• [Fragmento de lectura]:
##########
Existió una noche primera y primordial, una noche anterior a nuestra noche, la del firmamento estrellado, la que muere ahogada en el día, la de las horas contadas. Es la noche que antecede al mundo, al cosmos ordenado y al tiempo que transcurre. De una forma u otra, todas las cosmogonías antiguas trataron de describir ese escenario germinal del que habría de surgir todo. Los griegos lo llamaron Caos, y el imaginario moderno llevado por la tardía descripción de Ovidio, lo supuso como una amalgama tumultuosa, un movimiento continuo y desordenado de la materia del que no era posible discernir forma alguna:


                  Antes del mar, de la tierra y del cielo que lo cubre todo,

la naturaleza ofrecía un solo aspecto en el orbe entero, 
al que llamaron Caos: una masa tosca y desordenada,
que no era más que un peso inerte y gérmenes discordantes,
amontonados juntos, de cosas no bien unidas.[...]
Y aunque allí había tierra, mar y aire, 
inestable era la tierra, innavegable era el mar
y sin luz estaba el aire: nada conservaba su forma,
cada uno se oponía a los otros, porque en un solo cuerpo
lo frío luchaba con lo caliente, lo húmedo con lo seco,
lo blando con lo duro y lo pesado con lo ligero.
##########
• [Ejercicio propuesto]:
Según el fragmento sobre el Caos, ¿qué parejas de contrarios luchaban entre sí en un solo cuerpo? Enuméralas todas, por favor.
##########
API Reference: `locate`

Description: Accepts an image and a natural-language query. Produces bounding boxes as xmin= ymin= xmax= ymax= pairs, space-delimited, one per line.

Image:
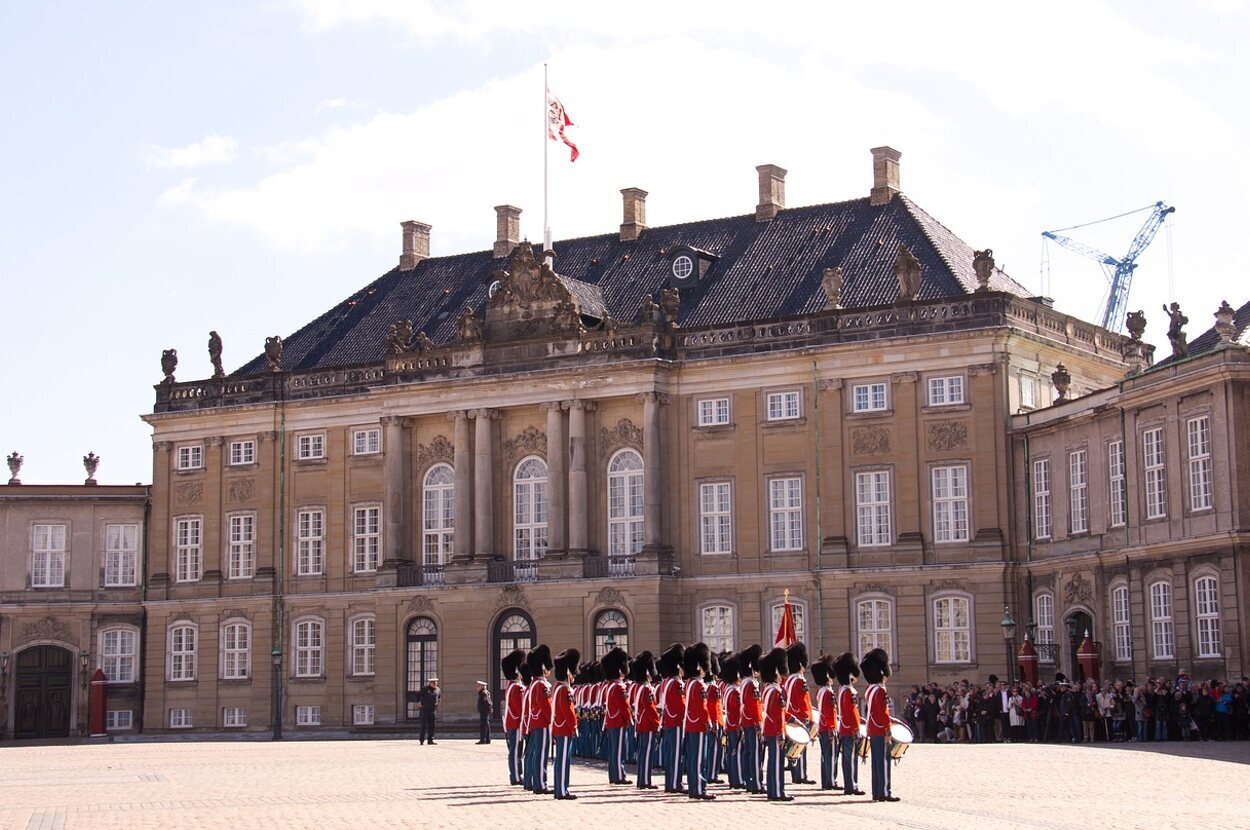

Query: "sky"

xmin=0 ymin=0 xmax=1250 ymax=484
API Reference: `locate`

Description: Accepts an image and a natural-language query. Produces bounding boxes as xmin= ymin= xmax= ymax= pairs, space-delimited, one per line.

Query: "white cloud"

xmin=144 ymin=133 xmax=239 ymax=170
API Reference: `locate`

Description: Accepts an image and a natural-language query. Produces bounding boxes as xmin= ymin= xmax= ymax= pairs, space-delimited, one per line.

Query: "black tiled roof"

xmin=233 ymin=195 xmax=1030 ymax=378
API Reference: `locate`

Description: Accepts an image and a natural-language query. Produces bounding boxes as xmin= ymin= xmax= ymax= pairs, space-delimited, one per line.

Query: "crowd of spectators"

xmin=901 ymin=671 xmax=1250 ymax=744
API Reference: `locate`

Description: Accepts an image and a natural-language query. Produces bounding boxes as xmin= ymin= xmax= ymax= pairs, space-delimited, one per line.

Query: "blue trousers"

xmin=554 ymin=736 xmax=573 ymax=799
xmin=504 ymin=729 xmax=523 ymax=784
xmin=868 ymin=735 xmax=890 ymax=799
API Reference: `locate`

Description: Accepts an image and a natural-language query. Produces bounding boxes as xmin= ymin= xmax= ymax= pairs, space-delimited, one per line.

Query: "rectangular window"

xmin=30 ymin=525 xmax=66 ymax=588
xmin=769 ymin=478 xmax=803 ymax=550
xmin=769 ymin=390 xmax=800 ymax=421
xmin=1068 ymin=450 xmax=1090 ymax=534
xmin=104 ymin=525 xmax=139 ymax=588
xmin=699 ymin=398 xmax=729 ymax=426
xmin=174 ymin=516 xmax=204 ymax=583
xmin=228 ymin=513 xmax=256 ymax=579
xmin=1141 ymin=426 xmax=1168 ymax=519
xmin=178 ymin=444 xmax=204 ymax=470
xmin=295 ymin=433 xmax=325 ymax=461
xmin=295 ymin=510 xmax=325 ymax=576
xmin=351 ymin=426 xmax=383 ymax=455
xmin=1033 ymin=459 xmax=1050 ymax=539
xmin=351 ymin=506 xmax=383 ymax=574
xmin=929 ymin=375 xmax=964 ymax=406
xmin=230 ymin=439 xmax=256 ymax=466
xmin=1185 ymin=415 xmax=1214 ymax=510
xmin=855 ymin=470 xmax=894 ymax=548
xmin=1106 ymin=441 xmax=1128 ymax=528
xmin=934 ymin=465 xmax=968 ymax=541
xmin=851 ymin=384 xmax=885 ymax=413
xmin=699 ymin=481 xmax=734 ymax=554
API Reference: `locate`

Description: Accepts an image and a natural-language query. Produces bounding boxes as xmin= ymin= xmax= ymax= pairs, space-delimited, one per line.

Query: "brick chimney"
##########
• [Tarea resuelta]:
- Lo frío con lo caliente
- Lo húmedo con lo seco
- Lo blando con lo duro
- Lo pesado con lo ligero